Problem statement >>
Copy out word for word the line with "Task: indicate one point per instance of the front" and the lines that follow it in the listing below, up to the final one.

Material for the task >>

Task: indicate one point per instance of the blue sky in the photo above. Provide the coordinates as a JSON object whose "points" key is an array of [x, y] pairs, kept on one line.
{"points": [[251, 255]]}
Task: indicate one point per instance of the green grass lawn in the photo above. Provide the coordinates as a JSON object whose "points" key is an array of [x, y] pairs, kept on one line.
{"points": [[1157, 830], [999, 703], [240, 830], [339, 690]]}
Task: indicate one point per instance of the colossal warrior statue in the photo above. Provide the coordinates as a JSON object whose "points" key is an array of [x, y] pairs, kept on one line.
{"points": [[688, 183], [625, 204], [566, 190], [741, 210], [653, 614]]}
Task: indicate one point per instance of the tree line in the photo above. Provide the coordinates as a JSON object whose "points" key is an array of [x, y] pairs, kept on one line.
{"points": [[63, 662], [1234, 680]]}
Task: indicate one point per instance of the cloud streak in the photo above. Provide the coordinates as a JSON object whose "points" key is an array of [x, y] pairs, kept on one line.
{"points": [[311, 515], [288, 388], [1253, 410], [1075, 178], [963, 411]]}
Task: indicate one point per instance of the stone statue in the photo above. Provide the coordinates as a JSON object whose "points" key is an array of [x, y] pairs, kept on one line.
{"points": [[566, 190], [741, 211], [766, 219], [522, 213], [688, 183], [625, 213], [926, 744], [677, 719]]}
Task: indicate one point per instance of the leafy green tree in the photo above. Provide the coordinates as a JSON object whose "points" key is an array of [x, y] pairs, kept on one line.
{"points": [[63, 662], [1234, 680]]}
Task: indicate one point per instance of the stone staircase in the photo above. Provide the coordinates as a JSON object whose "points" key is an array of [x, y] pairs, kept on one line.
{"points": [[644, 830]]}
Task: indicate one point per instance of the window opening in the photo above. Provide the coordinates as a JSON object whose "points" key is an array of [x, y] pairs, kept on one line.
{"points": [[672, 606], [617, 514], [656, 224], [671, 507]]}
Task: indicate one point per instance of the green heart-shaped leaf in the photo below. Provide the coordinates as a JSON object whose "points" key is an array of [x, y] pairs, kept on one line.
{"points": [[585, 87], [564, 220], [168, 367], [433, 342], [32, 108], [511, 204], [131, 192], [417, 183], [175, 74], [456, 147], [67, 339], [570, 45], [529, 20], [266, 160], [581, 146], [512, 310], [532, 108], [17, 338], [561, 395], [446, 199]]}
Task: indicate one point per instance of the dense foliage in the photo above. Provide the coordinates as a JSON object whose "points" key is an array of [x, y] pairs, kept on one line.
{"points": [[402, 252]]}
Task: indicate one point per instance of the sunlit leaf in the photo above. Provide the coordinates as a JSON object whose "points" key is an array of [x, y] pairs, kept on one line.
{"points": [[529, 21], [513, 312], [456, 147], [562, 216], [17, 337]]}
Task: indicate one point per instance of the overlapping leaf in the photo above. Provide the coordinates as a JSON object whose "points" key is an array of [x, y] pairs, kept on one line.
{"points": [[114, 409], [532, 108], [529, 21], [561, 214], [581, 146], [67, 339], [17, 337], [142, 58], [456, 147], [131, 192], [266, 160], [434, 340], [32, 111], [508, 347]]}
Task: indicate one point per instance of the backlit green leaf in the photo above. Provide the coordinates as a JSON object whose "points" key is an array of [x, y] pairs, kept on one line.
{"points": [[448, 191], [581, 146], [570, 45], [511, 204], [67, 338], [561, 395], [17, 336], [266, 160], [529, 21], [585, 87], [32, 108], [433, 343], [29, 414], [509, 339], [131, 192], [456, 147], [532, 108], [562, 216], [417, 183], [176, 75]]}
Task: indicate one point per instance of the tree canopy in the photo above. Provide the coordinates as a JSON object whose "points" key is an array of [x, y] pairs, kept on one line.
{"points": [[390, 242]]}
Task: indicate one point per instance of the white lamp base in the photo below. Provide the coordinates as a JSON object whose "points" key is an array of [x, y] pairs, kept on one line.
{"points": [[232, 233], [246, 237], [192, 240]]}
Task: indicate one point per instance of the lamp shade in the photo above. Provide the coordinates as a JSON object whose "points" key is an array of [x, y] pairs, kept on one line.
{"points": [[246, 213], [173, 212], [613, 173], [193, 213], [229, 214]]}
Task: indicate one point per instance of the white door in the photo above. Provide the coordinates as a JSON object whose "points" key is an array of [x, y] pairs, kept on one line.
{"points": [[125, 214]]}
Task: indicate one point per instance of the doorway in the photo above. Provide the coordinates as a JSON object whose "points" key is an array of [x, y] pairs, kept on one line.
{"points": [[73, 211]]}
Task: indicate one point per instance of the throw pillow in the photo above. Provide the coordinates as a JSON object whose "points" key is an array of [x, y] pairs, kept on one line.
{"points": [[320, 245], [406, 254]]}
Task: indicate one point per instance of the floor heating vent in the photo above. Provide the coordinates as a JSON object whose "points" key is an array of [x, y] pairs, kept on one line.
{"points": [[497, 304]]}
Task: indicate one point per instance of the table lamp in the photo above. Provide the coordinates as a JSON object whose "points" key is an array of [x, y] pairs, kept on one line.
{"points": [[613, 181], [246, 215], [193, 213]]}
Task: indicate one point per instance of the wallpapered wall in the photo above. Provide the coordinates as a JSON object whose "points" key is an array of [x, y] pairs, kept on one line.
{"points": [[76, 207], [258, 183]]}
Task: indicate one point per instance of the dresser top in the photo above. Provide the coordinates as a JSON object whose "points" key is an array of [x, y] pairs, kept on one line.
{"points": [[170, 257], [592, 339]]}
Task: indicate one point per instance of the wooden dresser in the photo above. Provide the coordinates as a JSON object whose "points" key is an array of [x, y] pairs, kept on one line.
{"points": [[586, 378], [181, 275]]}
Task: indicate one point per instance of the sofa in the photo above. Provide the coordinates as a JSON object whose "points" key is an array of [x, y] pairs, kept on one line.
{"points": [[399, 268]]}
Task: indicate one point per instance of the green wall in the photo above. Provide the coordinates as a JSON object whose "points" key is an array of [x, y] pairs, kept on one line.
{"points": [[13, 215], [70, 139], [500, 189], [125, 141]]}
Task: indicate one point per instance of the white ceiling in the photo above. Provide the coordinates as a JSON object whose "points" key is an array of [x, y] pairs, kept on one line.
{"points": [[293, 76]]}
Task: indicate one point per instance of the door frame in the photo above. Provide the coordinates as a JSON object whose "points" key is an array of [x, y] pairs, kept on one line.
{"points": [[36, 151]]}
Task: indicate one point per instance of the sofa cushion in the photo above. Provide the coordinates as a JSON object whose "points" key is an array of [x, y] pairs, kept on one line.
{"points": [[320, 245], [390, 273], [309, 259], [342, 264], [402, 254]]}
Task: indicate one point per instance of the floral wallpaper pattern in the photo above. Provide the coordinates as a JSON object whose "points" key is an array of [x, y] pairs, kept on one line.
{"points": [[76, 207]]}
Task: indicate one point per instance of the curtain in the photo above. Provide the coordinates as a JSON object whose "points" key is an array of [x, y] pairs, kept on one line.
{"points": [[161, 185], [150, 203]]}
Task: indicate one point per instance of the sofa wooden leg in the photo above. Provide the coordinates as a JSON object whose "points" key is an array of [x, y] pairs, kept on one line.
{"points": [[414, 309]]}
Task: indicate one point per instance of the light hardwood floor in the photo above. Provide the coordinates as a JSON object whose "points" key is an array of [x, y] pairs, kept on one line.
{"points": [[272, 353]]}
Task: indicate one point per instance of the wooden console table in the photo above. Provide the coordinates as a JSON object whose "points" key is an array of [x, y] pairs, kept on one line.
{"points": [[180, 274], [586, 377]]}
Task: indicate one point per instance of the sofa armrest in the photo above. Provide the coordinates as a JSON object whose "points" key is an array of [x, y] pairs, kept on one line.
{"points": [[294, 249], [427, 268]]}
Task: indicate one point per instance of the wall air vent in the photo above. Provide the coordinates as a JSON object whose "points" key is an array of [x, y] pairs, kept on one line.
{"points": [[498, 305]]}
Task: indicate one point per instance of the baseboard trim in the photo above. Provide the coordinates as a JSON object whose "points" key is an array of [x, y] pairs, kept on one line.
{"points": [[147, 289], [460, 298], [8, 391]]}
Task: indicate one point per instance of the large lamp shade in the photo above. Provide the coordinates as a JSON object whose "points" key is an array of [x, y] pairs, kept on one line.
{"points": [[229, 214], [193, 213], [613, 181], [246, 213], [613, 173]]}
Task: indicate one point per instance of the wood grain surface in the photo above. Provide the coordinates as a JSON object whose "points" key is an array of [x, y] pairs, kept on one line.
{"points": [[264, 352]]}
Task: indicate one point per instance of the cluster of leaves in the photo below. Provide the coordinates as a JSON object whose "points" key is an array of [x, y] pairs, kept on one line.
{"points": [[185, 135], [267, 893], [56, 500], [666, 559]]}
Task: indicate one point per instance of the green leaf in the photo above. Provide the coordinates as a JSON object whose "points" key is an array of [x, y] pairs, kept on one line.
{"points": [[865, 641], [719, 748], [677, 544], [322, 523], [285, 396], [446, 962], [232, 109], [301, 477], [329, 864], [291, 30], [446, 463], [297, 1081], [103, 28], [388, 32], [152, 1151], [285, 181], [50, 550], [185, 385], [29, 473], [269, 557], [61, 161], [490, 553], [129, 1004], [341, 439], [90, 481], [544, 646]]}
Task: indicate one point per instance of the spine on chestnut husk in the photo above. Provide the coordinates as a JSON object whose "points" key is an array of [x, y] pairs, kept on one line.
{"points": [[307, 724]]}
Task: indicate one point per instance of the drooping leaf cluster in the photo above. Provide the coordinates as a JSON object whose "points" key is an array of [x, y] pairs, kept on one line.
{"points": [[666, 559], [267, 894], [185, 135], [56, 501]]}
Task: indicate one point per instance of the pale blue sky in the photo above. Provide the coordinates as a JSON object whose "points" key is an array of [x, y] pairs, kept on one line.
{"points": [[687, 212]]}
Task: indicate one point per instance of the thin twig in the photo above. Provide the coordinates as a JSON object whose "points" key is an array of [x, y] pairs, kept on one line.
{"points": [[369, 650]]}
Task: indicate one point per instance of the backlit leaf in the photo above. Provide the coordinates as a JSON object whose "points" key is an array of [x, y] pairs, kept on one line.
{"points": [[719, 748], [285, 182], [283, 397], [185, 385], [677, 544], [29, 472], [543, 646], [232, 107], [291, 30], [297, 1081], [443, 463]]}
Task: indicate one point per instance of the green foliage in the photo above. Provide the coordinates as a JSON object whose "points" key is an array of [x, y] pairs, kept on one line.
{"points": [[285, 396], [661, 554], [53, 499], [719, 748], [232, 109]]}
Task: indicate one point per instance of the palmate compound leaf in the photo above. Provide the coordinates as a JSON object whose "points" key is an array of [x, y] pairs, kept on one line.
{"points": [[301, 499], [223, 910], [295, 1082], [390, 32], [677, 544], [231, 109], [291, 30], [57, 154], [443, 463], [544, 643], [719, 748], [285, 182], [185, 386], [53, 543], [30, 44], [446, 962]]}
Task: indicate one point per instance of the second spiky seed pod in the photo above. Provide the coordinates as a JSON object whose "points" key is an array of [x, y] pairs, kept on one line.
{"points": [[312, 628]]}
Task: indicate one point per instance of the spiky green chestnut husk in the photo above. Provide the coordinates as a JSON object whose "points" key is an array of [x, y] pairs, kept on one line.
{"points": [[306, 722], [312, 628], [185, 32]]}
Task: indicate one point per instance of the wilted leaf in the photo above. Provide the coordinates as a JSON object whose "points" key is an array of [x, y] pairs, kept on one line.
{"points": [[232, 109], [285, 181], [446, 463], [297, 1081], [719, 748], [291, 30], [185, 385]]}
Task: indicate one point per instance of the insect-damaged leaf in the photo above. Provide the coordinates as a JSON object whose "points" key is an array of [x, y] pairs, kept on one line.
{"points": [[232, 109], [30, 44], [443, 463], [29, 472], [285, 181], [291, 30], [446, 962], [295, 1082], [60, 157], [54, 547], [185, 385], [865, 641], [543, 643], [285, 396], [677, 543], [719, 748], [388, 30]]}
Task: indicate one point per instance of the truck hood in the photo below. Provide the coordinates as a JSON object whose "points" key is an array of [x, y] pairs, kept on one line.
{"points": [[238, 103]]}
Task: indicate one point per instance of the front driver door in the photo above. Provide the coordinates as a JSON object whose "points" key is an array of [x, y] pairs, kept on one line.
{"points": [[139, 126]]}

Result of this task >>
Task: indicate one point per instance of the front driver door in the photo above. Provide the coordinates as a JSON object whose "points" key is an array of [x, y] pairs, kept on one line.
{"points": [[139, 126]]}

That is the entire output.